§ **Task description**:
Please count the lines in the data below that contain the string "positive". Case counts. Reply with the number alone.

§ **Extracted records**:
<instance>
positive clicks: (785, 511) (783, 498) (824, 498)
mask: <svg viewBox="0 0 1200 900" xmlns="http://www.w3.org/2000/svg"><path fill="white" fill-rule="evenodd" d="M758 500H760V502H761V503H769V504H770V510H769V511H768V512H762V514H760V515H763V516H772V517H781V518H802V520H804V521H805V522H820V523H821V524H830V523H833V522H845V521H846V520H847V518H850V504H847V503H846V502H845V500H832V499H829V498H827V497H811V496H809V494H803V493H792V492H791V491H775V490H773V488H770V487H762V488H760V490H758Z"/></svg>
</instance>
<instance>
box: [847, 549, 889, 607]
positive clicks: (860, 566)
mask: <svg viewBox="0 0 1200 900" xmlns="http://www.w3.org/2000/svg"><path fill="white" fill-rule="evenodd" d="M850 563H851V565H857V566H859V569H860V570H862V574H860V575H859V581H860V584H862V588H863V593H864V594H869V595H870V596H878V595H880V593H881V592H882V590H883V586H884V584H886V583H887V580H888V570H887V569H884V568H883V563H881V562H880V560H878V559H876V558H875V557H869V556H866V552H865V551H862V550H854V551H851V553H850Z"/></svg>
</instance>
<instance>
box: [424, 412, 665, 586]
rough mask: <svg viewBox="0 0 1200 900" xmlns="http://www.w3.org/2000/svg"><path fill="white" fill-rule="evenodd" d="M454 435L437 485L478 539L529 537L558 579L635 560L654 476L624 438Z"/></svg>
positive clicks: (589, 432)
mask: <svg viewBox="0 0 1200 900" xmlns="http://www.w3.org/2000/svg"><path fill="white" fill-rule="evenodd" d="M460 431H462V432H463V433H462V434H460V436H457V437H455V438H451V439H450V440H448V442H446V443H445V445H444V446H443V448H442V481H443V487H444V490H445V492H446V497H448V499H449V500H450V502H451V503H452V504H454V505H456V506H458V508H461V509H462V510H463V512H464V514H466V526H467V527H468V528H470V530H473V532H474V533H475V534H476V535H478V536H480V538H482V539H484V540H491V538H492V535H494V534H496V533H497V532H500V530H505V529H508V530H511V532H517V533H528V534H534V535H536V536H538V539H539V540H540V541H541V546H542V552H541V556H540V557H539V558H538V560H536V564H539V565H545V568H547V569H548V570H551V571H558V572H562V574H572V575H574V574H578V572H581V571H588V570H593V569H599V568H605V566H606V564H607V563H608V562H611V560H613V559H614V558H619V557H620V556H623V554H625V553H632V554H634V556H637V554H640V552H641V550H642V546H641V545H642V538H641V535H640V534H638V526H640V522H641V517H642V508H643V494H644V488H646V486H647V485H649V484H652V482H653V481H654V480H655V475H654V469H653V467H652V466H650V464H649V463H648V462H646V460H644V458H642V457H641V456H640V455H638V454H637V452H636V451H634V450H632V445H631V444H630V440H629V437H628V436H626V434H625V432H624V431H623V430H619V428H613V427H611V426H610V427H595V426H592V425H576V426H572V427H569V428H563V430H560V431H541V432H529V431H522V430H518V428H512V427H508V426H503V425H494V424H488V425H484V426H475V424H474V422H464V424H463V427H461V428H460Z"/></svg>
* * *
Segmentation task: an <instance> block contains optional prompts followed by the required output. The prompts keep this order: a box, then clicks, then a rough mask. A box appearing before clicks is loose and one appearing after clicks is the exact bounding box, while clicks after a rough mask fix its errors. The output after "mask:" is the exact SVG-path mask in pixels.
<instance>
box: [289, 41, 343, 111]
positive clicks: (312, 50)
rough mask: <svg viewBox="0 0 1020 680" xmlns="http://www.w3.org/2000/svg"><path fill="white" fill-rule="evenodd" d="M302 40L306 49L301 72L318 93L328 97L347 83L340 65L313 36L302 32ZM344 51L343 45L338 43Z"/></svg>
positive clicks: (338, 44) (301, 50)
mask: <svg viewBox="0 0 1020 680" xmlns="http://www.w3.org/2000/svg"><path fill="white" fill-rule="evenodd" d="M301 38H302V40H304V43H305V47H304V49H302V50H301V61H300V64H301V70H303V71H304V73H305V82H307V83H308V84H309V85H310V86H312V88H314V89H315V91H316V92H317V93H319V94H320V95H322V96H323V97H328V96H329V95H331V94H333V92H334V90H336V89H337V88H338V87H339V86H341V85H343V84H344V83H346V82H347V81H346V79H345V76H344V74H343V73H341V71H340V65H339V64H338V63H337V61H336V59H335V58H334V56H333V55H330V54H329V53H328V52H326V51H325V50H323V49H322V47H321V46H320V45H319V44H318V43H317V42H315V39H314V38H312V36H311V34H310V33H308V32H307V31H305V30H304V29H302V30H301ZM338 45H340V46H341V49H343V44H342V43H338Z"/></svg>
--
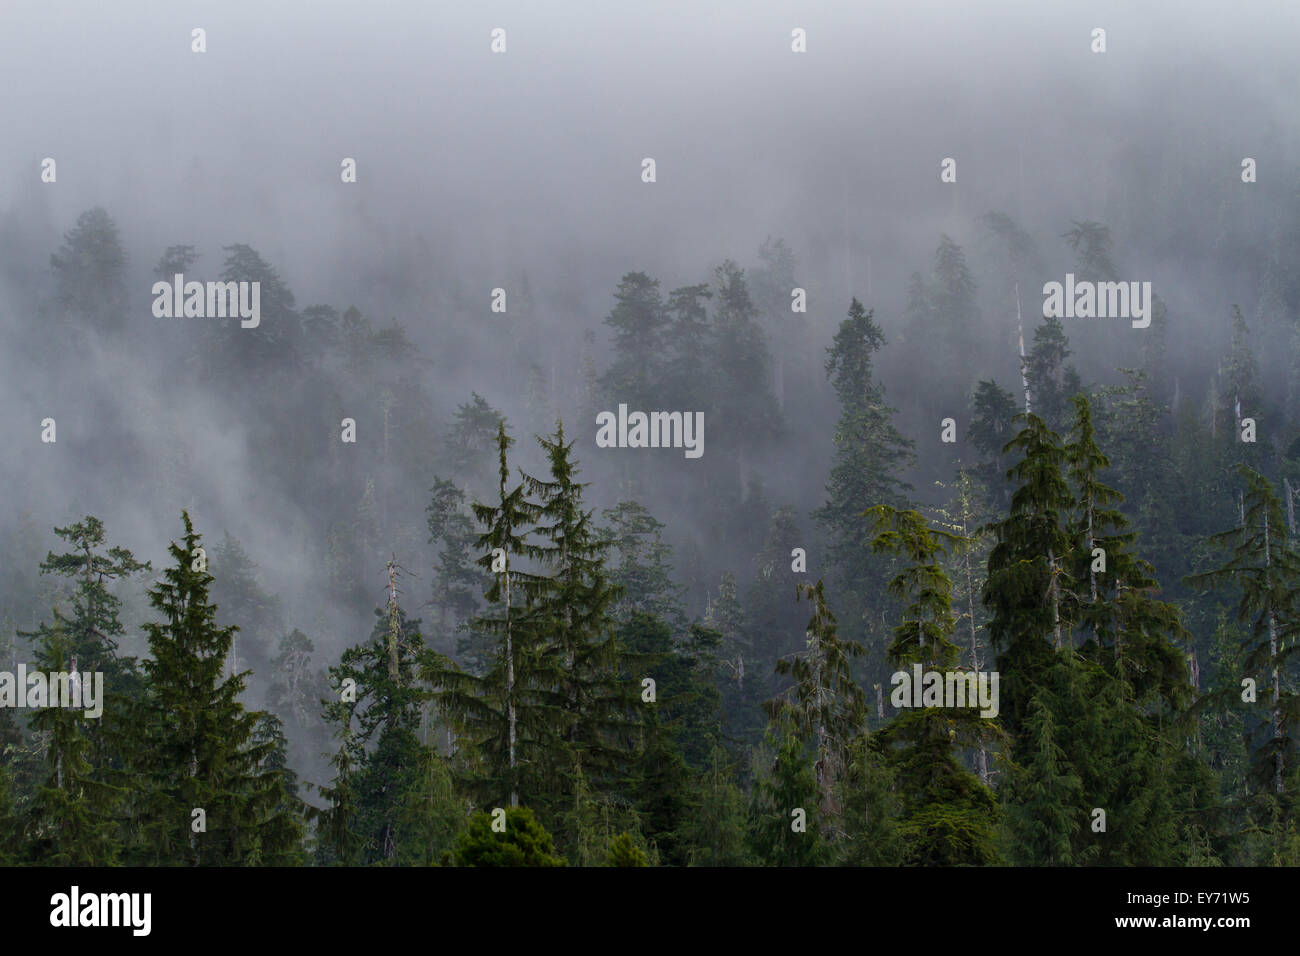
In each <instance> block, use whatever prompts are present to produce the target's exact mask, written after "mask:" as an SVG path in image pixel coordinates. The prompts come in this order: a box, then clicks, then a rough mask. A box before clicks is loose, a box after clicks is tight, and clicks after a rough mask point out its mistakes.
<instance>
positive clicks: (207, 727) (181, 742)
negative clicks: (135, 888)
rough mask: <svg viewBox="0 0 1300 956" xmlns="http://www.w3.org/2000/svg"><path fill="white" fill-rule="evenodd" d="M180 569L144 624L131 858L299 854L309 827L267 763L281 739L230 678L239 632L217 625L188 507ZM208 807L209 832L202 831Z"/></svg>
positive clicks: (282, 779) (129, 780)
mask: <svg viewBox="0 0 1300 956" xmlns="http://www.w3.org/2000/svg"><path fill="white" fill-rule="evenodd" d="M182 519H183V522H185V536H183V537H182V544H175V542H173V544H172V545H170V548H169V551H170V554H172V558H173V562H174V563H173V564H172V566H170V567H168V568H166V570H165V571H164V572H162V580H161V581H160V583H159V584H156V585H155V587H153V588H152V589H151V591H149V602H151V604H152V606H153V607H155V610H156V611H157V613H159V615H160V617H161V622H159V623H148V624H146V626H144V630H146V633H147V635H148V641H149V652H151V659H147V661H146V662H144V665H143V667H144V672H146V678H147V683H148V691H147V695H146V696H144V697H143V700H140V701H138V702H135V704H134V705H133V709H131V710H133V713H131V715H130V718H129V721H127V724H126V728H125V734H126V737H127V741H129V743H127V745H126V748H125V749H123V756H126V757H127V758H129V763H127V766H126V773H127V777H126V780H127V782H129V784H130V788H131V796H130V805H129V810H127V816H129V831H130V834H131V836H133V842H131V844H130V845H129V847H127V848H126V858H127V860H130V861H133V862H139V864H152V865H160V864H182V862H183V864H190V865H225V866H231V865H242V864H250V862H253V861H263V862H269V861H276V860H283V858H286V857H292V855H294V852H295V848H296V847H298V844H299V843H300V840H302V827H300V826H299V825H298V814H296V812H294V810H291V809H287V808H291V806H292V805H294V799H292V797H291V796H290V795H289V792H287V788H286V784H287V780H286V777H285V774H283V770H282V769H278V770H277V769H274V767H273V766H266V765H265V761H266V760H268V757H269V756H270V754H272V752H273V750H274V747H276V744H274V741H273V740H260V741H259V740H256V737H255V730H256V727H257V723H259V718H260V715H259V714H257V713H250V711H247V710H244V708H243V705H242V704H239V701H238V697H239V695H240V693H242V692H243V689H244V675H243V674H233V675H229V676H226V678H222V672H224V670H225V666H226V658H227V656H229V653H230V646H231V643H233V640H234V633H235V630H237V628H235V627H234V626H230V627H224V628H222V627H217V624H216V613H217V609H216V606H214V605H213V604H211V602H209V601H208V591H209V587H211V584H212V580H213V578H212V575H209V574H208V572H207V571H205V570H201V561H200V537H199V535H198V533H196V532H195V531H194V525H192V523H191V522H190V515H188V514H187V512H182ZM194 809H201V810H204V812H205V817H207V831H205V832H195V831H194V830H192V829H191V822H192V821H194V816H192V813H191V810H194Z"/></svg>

§ **Answer section**:
7